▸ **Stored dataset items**
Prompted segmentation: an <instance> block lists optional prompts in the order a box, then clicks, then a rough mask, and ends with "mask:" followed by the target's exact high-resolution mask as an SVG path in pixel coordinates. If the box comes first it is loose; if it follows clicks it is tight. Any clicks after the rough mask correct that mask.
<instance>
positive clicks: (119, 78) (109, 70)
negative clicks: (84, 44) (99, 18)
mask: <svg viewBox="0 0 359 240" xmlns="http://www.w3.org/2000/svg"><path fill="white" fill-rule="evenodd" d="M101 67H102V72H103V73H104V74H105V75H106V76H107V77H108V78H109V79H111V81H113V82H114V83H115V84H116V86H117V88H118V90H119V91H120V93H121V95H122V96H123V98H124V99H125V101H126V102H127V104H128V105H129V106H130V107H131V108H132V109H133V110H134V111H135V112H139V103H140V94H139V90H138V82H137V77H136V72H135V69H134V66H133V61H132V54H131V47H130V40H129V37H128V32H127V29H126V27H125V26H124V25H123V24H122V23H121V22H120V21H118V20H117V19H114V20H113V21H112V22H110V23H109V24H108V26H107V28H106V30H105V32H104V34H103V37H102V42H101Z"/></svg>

▸ **Your goal**
Look through the entries. Copy out each line with "instance" in it.

▸ **Output for this exercise**
Prompted segmentation: an <instance> block lists optional prompts in the order a box, then clicks, then a rough mask, and ends with "mask:" followed by the target's exact high-resolution mask as an SVG path in pixel coordinates. If the box comes first it is loose; if it follows clicks it is tight. Any clicks after the rough mask correct that mask.
<instance>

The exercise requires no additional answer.